Required work: Locate each line below that includes the word "building", and copy every one of those lines.

++++ Data section

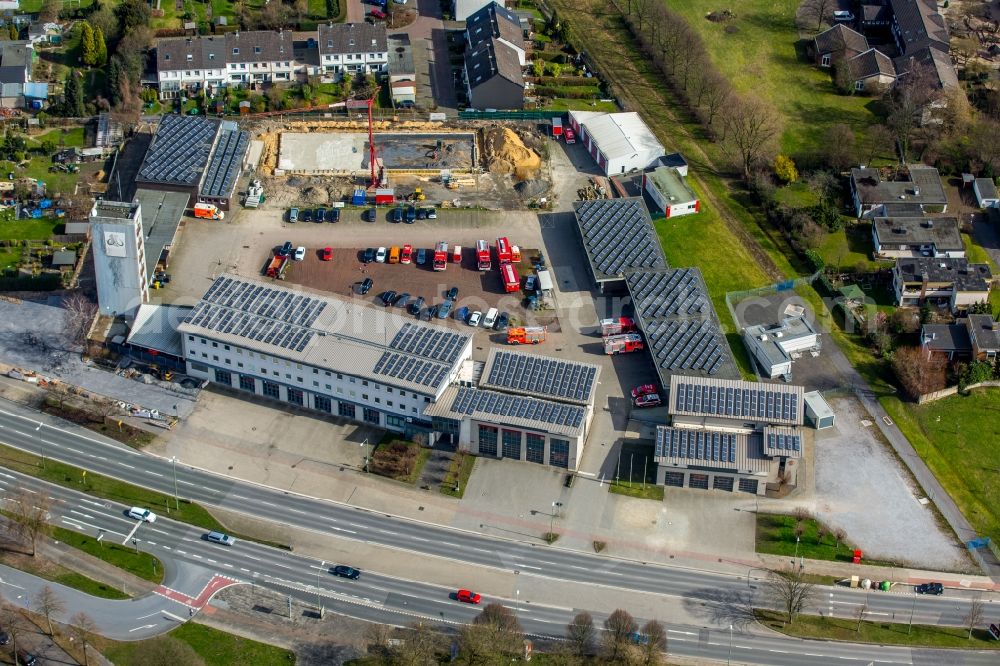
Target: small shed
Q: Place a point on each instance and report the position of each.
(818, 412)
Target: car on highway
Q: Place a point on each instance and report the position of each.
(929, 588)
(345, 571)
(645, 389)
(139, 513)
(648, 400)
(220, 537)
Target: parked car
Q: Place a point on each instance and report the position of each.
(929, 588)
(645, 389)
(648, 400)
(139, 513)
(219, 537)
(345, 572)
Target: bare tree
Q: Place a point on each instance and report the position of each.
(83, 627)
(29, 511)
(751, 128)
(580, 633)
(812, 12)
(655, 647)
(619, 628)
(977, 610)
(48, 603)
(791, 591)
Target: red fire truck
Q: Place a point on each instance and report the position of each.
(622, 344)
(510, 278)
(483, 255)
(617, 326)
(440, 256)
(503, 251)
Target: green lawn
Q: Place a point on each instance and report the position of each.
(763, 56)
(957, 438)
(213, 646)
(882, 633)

++++++++
++++ Data section

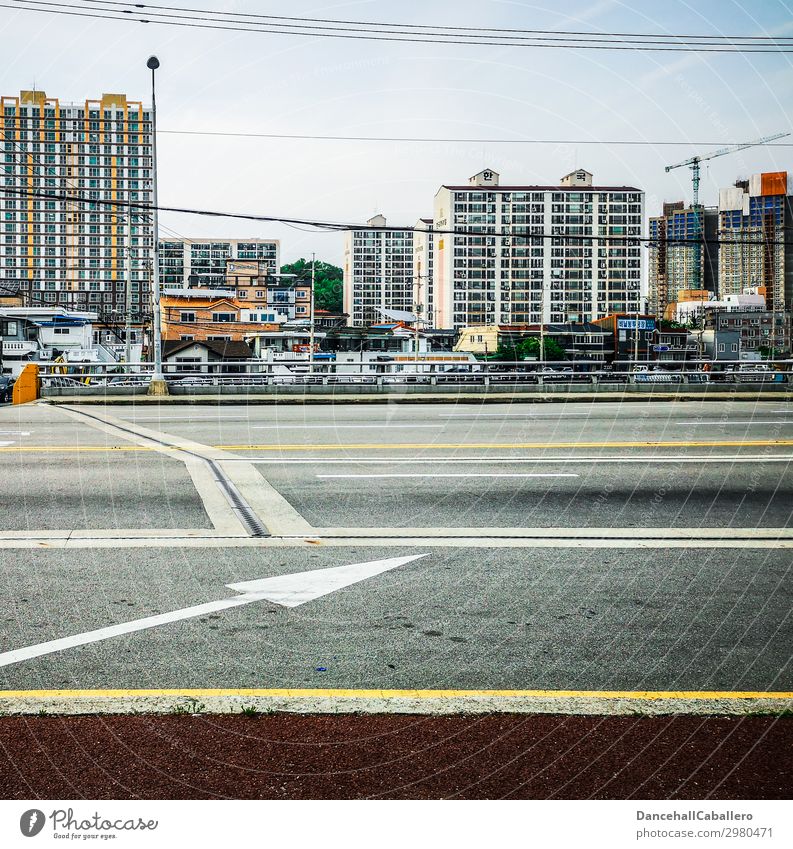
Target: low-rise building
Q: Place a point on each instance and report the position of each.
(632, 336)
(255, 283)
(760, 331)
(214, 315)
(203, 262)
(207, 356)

++++++++
++++ Data section

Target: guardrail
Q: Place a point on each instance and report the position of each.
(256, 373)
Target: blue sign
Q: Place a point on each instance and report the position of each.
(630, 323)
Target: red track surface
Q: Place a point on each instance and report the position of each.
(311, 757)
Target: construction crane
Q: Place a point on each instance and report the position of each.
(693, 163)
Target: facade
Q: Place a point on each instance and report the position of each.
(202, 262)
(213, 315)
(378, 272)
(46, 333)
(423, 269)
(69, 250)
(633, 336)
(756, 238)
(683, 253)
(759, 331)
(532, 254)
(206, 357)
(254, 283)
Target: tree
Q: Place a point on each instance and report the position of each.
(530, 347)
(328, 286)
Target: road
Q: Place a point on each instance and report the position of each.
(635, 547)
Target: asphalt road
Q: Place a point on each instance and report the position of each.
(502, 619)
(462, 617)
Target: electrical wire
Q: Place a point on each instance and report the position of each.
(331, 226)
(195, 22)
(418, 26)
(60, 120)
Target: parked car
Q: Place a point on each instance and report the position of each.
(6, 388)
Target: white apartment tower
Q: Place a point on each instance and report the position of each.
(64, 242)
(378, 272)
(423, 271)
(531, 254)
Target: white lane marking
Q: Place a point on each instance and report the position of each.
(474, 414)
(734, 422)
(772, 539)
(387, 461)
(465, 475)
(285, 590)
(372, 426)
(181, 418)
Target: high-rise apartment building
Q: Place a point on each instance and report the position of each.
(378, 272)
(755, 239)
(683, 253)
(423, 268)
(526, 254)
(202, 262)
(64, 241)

++++++++

Written reply:
Target: low-rise building
Target: high-rise apartment building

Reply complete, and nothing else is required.